• **Exercise requirements**
Report every line in the rows below that contains the word "trunk". Copy each such line in full.

(Stored entries)
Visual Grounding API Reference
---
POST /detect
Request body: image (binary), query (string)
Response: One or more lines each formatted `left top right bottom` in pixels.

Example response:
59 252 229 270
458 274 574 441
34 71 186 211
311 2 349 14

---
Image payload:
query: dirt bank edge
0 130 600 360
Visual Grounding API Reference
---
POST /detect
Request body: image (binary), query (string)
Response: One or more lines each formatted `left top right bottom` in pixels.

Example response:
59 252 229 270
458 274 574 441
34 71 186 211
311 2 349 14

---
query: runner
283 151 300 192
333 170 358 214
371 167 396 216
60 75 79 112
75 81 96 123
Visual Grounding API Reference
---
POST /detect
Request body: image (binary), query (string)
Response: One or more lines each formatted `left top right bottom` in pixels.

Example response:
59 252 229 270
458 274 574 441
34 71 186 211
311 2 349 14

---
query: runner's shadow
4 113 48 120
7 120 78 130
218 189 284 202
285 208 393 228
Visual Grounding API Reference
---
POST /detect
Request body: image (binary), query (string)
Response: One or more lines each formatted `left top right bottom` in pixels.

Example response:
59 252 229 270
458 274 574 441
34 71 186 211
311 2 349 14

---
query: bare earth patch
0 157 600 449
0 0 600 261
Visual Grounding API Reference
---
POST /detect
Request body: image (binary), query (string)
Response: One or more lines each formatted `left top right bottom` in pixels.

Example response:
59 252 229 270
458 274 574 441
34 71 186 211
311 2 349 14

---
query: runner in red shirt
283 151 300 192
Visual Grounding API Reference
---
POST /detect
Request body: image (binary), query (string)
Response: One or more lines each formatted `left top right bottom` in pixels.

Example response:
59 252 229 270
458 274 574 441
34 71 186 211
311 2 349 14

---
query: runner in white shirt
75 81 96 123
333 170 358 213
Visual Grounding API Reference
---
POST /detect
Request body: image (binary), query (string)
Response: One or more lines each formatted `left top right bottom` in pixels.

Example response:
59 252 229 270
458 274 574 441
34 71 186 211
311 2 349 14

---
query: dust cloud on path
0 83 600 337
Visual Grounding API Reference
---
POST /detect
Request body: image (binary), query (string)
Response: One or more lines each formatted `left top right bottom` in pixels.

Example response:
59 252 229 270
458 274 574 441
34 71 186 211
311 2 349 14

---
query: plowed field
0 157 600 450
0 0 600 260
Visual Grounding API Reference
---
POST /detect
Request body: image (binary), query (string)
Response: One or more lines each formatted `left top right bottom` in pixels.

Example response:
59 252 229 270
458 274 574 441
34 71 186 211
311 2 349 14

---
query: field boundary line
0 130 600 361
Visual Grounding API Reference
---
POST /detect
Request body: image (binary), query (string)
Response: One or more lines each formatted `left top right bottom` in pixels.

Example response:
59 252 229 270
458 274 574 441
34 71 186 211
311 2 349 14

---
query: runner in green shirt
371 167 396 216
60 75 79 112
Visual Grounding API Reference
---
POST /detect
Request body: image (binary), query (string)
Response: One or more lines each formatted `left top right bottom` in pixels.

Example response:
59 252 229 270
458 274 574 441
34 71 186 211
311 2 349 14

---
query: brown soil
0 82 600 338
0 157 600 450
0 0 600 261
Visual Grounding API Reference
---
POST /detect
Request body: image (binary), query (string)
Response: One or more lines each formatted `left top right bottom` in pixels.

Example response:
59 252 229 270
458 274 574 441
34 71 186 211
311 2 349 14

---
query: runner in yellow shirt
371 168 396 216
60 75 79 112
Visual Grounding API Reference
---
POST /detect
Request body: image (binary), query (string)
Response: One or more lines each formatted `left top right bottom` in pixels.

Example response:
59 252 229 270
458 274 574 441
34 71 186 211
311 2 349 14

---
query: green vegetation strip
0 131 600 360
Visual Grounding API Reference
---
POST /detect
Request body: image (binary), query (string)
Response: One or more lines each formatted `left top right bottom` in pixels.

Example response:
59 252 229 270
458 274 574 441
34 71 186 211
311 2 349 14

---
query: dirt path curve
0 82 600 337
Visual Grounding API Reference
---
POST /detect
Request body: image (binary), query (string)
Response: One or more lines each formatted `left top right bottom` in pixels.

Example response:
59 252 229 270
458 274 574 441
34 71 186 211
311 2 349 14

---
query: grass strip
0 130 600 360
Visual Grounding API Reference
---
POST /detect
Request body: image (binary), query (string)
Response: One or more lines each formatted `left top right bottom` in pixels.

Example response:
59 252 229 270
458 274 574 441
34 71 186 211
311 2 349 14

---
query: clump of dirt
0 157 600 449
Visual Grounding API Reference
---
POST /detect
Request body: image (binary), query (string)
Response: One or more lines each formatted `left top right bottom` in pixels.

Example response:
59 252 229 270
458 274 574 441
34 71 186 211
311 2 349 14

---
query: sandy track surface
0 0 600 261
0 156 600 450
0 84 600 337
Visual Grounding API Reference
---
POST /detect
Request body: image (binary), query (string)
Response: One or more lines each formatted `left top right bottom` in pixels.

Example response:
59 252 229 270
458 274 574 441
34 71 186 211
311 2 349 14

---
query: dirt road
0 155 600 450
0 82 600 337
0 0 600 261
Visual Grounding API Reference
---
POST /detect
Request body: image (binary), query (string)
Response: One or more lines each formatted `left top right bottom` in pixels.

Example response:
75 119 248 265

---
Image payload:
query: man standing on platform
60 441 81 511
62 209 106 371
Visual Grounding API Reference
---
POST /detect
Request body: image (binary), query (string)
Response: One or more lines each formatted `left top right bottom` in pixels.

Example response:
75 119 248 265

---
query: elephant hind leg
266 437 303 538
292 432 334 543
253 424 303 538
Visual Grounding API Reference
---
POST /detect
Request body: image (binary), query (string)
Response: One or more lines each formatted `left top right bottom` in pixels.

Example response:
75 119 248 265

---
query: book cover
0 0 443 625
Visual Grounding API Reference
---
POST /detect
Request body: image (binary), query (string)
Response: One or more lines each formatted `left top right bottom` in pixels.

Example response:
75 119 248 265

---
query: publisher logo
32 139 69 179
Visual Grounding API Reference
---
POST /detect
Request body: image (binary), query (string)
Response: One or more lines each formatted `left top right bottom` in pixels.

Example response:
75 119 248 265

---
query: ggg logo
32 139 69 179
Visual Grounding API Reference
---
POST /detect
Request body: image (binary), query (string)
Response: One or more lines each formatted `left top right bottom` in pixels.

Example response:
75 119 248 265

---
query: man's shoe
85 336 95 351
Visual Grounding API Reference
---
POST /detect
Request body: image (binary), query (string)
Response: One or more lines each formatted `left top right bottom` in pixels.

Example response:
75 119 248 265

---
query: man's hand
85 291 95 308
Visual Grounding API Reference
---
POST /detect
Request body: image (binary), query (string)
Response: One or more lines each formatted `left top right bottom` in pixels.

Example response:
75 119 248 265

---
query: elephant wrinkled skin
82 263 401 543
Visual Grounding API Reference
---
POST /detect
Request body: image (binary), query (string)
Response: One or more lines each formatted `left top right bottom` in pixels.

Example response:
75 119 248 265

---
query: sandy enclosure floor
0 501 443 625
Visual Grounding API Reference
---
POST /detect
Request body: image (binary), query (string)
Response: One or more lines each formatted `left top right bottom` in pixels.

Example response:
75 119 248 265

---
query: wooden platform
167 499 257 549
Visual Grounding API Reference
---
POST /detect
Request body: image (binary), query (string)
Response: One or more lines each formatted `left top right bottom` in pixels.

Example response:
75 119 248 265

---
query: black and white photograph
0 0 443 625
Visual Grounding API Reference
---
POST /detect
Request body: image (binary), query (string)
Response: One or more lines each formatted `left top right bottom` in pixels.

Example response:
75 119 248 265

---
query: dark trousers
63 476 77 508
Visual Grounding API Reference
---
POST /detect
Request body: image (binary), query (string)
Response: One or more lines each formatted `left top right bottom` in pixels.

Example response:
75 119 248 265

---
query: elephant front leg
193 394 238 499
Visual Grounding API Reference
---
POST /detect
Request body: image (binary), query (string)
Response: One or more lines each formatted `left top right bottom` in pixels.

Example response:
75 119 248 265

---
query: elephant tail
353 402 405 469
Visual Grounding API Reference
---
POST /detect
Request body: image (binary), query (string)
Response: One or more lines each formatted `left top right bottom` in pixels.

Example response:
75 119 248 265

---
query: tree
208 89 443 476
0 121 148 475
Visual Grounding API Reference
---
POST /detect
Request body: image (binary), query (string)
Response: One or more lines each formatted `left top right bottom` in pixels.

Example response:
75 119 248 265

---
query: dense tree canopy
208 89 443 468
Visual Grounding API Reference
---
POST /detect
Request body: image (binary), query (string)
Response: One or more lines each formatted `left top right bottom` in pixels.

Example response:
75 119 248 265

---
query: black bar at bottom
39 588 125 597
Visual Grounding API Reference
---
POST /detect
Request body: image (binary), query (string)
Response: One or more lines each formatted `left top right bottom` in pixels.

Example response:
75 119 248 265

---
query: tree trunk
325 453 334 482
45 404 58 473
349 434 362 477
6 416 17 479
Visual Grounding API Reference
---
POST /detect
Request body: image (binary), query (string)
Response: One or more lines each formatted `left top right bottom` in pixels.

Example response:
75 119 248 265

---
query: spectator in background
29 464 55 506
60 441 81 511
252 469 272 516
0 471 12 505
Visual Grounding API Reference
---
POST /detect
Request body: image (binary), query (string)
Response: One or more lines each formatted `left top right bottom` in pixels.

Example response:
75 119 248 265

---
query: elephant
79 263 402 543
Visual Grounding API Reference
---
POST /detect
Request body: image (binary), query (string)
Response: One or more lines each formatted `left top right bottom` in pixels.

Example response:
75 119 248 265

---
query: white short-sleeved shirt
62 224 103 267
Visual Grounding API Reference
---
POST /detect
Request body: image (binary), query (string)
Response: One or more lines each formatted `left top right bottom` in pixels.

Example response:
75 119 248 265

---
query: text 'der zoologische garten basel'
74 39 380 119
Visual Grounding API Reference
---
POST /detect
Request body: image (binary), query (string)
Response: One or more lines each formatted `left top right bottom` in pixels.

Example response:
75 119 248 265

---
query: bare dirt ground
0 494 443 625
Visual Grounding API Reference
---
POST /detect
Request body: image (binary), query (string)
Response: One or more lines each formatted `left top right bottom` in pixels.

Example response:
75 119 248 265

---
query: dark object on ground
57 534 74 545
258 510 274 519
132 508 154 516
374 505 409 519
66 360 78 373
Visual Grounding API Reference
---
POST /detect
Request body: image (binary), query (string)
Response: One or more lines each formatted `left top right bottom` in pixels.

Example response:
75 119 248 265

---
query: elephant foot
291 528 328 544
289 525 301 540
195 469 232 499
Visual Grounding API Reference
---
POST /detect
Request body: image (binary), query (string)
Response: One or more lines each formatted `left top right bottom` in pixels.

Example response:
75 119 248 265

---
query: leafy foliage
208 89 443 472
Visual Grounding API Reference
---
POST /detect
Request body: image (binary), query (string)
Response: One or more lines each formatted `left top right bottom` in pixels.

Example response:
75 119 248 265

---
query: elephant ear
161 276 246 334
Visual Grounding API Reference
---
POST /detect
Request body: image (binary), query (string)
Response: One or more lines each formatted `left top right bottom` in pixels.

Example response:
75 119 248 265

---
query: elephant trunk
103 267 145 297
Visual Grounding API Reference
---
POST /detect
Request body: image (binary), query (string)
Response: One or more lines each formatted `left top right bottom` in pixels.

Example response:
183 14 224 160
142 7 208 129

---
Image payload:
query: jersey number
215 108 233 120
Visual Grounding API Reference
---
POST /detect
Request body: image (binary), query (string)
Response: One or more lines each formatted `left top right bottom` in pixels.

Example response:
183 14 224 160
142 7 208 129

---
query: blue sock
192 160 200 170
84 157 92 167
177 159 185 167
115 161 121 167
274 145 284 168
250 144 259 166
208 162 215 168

• **Exercise solution**
query: tree trunk
query: elephant trunk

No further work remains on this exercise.